**What you should do:**
Among the entries, how many lines carry the string "below"? Give the number and nothing else.

[Data records]
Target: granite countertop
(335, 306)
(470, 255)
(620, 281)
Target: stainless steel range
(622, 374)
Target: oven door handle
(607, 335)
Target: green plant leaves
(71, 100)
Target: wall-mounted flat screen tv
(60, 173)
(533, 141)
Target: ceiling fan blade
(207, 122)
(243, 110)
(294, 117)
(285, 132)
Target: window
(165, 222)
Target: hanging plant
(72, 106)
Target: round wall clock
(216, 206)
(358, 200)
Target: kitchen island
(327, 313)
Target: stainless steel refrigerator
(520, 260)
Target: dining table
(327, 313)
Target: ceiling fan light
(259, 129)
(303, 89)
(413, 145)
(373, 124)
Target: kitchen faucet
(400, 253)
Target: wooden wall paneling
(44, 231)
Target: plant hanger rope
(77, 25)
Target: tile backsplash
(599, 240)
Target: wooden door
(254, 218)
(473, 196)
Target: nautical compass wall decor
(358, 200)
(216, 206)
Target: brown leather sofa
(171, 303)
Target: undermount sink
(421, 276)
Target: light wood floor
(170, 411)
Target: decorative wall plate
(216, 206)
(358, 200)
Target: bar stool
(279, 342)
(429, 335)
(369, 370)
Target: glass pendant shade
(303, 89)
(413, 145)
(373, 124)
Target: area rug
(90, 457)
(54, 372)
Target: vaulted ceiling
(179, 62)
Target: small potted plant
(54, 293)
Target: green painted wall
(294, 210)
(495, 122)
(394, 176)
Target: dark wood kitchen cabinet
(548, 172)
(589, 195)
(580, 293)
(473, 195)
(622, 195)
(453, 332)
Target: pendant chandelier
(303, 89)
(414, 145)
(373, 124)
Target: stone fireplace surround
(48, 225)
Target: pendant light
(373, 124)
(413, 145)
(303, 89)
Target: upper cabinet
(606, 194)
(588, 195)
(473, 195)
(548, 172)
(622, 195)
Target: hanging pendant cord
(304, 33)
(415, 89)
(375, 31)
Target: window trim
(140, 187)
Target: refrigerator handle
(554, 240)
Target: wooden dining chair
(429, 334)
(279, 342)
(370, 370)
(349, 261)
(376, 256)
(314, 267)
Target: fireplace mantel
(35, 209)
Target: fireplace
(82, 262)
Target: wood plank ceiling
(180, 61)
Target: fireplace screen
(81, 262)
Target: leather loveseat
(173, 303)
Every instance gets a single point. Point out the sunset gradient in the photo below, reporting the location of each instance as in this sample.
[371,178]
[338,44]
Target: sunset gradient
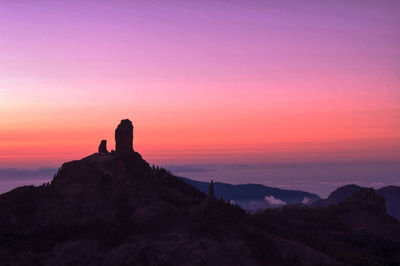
[220,81]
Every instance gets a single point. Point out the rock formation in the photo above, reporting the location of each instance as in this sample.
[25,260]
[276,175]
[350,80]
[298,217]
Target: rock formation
[211,190]
[124,137]
[103,146]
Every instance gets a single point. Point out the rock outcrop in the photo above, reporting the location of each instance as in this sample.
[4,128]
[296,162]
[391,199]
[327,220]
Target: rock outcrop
[124,137]
[103,146]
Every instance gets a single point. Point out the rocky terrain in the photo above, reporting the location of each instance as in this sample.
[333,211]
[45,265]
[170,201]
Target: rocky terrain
[113,208]
[391,194]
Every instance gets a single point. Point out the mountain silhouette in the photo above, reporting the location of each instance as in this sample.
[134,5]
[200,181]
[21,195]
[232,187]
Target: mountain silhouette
[113,208]
[391,194]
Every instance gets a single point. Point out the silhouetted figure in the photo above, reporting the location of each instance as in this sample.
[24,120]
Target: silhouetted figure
[124,137]
[103,146]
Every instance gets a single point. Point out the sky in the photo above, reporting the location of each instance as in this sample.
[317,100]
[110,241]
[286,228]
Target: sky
[202,81]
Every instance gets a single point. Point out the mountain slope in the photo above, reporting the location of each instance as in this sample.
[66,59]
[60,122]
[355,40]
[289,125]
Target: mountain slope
[391,194]
[114,209]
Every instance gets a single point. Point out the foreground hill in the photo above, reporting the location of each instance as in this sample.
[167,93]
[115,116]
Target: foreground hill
[114,209]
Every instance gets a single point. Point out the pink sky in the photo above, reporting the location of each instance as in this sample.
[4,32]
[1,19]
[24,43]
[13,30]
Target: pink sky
[212,81]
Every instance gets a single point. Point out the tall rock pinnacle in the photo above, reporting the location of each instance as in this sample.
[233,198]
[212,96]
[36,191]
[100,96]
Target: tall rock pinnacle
[124,137]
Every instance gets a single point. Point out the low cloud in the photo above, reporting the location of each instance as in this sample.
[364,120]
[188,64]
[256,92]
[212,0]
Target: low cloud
[274,201]
[25,174]
[177,169]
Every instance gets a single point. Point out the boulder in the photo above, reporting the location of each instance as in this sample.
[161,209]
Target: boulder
[103,146]
[124,137]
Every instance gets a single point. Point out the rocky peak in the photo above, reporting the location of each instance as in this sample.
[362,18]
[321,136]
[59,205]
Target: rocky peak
[124,137]
[103,146]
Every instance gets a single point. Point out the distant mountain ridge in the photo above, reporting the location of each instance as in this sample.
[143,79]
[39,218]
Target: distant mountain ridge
[391,194]
[256,196]
[113,208]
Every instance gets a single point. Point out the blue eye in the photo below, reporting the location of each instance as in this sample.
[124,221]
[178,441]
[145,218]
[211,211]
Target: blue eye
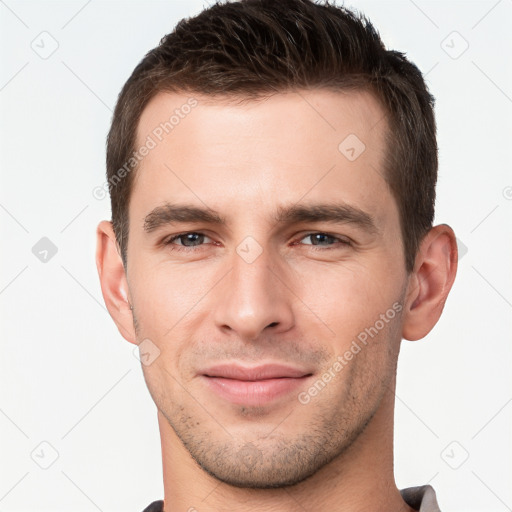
[322,240]
[192,238]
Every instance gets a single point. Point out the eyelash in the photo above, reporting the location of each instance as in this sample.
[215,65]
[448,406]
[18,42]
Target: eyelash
[176,247]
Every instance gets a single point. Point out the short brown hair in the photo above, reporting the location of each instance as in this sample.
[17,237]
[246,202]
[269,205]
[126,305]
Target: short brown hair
[254,48]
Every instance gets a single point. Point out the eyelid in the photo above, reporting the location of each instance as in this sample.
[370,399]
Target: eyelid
[340,239]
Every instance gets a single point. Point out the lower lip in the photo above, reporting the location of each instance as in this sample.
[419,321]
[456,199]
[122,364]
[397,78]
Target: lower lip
[255,393]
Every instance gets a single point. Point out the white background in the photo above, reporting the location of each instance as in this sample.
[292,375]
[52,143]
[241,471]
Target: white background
[69,379]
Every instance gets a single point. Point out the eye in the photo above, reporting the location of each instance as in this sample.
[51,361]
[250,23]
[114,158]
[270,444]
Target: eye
[186,241]
[326,241]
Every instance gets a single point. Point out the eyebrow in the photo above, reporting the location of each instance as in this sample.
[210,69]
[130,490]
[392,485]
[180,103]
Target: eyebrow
[288,215]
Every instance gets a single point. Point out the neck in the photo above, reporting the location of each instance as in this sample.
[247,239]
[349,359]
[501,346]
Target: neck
[361,478]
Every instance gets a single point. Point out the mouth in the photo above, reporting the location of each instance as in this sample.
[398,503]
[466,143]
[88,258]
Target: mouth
[256,386]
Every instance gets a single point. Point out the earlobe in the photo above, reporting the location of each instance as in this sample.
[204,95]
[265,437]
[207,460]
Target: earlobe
[114,285]
[430,282]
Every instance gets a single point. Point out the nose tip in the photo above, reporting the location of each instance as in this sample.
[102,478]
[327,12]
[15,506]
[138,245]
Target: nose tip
[252,300]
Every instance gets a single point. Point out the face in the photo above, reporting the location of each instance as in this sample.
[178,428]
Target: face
[266,269]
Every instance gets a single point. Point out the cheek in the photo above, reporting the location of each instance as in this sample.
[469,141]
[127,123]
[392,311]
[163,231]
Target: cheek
[347,299]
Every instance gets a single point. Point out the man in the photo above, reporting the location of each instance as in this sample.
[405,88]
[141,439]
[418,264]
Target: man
[272,173]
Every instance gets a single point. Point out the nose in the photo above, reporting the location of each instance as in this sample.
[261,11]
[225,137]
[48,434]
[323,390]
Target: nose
[253,299]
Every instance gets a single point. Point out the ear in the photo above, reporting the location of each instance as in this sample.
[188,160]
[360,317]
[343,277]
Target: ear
[114,285]
[430,282]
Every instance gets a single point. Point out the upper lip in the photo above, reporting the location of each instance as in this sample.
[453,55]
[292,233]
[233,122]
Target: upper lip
[262,372]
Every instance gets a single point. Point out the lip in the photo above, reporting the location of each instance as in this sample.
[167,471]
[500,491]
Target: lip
[254,386]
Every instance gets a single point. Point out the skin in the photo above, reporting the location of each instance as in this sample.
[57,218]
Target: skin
[296,303]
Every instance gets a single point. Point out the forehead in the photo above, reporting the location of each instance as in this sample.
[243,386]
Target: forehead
[321,144]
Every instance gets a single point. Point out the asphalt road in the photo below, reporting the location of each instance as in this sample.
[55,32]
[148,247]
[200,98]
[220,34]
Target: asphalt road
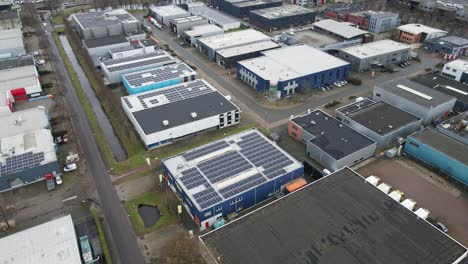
[122,235]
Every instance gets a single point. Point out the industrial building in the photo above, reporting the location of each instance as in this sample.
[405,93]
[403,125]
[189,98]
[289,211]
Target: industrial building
[27,158]
[19,77]
[342,30]
[376,22]
[148,80]
[105,23]
[241,8]
[229,175]
[192,36]
[446,86]
[417,99]
[12,43]
[418,33]
[456,70]
[383,123]
[53,242]
[164,14]
[214,16]
[210,45]
[340,218]
[286,16]
[162,116]
[282,72]
[229,57]
[375,54]
[179,25]
[329,141]
[440,151]
[449,44]
[113,69]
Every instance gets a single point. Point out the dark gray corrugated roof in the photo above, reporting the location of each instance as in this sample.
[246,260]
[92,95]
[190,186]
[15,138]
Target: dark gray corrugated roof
[339,219]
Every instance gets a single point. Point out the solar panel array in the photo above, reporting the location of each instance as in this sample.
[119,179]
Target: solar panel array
[158,74]
[262,154]
[21,162]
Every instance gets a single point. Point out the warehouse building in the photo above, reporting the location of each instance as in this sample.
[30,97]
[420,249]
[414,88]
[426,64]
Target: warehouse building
[27,158]
[164,14]
[156,78]
[12,43]
[229,57]
[162,116]
[113,69]
[440,151]
[376,22]
[449,44]
[342,30]
[192,36]
[105,23]
[282,72]
[241,8]
[417,99]
[53,242]
[286,16]
[209,46]
[329,141]
[340,218]
[456,70]
[448,87]
[372,55]
[383,123]
[179,25]
[20,78]
[418,33]
[229,175]
[214,16]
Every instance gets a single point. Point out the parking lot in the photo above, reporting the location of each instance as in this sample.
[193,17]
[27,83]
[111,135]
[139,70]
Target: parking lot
[446,202]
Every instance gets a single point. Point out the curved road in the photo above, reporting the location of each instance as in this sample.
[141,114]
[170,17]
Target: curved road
[122,235]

**Written reply:**
3